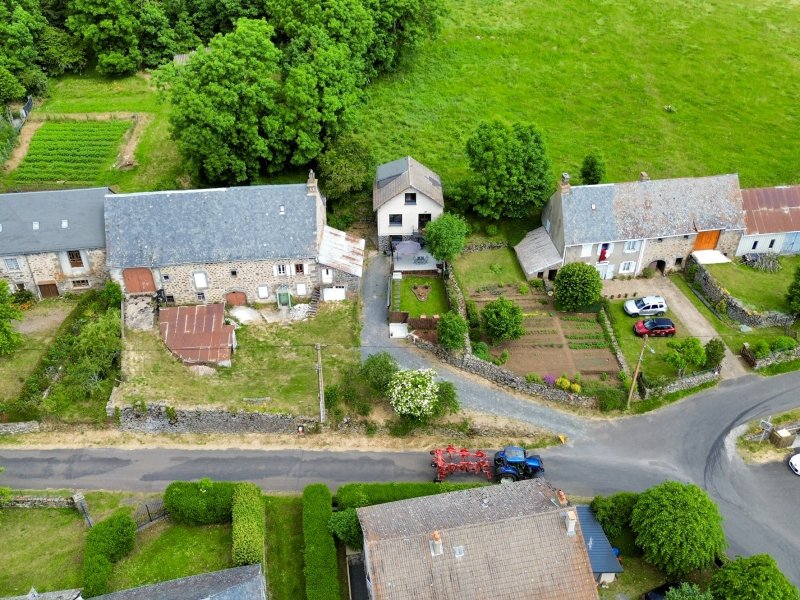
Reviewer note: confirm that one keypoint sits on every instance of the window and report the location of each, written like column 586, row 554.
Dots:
=-=-=
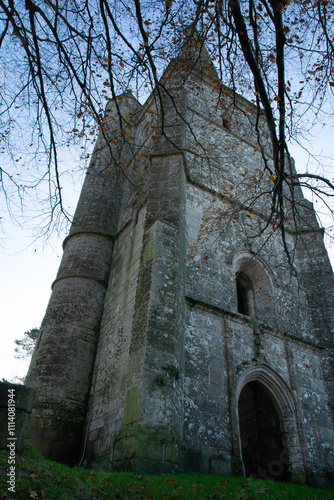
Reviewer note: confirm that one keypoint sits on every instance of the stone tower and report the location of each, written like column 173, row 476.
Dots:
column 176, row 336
=-=-=
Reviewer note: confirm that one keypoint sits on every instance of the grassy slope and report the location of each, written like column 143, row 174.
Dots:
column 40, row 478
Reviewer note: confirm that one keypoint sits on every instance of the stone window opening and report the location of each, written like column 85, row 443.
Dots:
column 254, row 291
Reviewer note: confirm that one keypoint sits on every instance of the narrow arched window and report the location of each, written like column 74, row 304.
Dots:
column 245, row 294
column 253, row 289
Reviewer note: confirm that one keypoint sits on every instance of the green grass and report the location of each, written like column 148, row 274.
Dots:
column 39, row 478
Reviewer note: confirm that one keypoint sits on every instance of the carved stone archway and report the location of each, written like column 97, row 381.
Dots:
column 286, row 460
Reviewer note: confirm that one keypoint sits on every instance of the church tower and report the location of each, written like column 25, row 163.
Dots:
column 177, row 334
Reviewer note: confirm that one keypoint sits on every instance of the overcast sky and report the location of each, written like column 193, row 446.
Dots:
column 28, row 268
=-=-=
Output the records verbatim, starting at the line that contains "143, row 174." and stopping after the line that contains "column 286, row 460". Include both of those lines and nothing before or after them.

**Answer for the task**
Reviewer note: confirm that one keypoint sits on every instance of the grassy slope and report the location of each, written like column 143, row 174.
Dots:
column 40, row 478
Reviewer note: confirm that one keypoint sits on every instance of the stone window opening and report the location of each, written like column 85, row 443.
Dots:
column 254, row 291
Reviewer note: confirm that one keypoint sits on every instance of the narrow arched window and report the location of each, written like column 74, row 304.
Dots:
column 245, row 294
column 253, row 289
Reviewer note: confirm that one keypoint sits on every instance of the green grass and report the location of each, written like column 148, row 274.
Dots:
column 39, row 478
Reviewer note: confirm that one keypoint sits on every instance of the carved stone archway and report the location of each, written like column 97, row 381.
Dots:
column 286, row 460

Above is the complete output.